:: WHAT YOU NEED TO DO ::
Reproduce the rows below without any changes, starting at the line that contains "hand shown in the photo above." and stopping after the last row.

:: GIVEN RECORDS ::
+++

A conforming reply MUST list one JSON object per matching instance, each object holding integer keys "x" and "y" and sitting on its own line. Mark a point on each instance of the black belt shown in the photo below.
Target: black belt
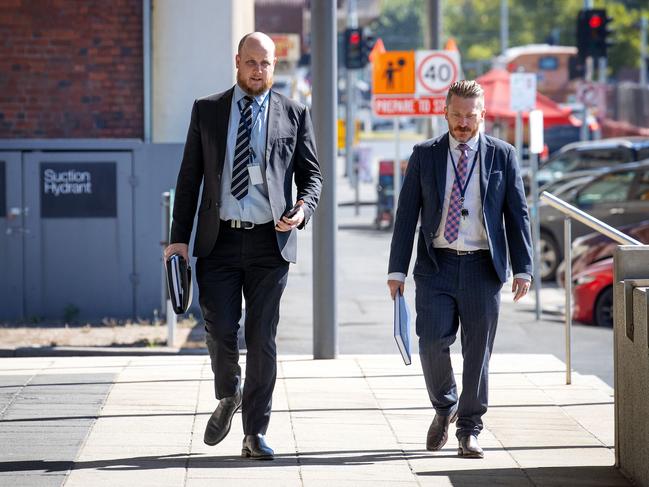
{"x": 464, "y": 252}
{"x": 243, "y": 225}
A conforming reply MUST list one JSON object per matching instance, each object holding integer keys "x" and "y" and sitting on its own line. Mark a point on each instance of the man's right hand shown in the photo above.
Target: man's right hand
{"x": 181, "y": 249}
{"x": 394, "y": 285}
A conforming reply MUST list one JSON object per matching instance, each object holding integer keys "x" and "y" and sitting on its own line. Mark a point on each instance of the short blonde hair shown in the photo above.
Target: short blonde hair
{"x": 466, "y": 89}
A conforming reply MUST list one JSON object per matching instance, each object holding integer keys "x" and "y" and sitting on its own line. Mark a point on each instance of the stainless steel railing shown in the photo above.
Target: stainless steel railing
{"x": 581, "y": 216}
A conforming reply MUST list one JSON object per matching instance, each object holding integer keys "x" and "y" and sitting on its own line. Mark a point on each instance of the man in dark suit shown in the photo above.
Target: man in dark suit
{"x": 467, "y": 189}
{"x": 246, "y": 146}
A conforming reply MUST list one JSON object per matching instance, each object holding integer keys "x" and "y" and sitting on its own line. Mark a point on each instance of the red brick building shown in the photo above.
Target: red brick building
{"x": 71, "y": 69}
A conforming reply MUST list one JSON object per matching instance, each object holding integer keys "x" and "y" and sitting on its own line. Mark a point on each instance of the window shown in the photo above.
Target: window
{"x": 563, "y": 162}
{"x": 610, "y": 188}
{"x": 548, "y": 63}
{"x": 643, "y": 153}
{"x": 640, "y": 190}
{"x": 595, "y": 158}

+++

:: EXPECTED OUTPUT ::
A conforming reply MUST list one JSON object per matching instance, each object holding integer keys "x" and "y" and sitting on its own line. Mark a point on each instance of the man's right hand shown in the photo above.
Target: man's right hand
{"x": 181, "y": 249}
{"x": 394, "y": 285}
A conforming reply MUST list one JSON object per matching instance, each object holding integer keys "x" and "y" and sitting on its own line. Mark a point on each instance of the short blonde hair shown in the photo above.
Target: short blonde hair
{"x": 466, "y": 89}
A conforming reply MUST list one JSON object per matching instance, each object holding integer keys "x" and "y" and sitting on its own line. Mark a point on each instance of the stainless steel railing shown in the photo above.
Target: stainless steel railing
{"x": 581, "y": 216}
A conforming reply MUST list one JSON object per matching instance, each object holding integer keys "x" and "y" and sitting on its own line. Mark a point on each instance of the man in dark suit shown in the photo above.
Target: man in dark suit
{"x": 467, "y": 189}
{"x": 246, "y": 146}
A conforming reply MUST list one JSON object per matching instance, each object holding integer keys "x" and "y" and sitting on its own line. Mark a point on each instance of the red brick building shown in the photo above.
Target: red brick building
{"x": 71, "y": 69}
A conforming reply MUST list one JSON object per matching instance, each object holding integer keys "x" and "y" and sitting on its own line. Mark a point on each instance of the window shown in the photo above.
Target: window
{"x": 563, "y": 162}
{"x": 610, "y": 188}
{"x": 548, "y": 63}
{"x": 643, "y": 153}
{"x": 640, "y": 190}
{"x": 595, "y": 158}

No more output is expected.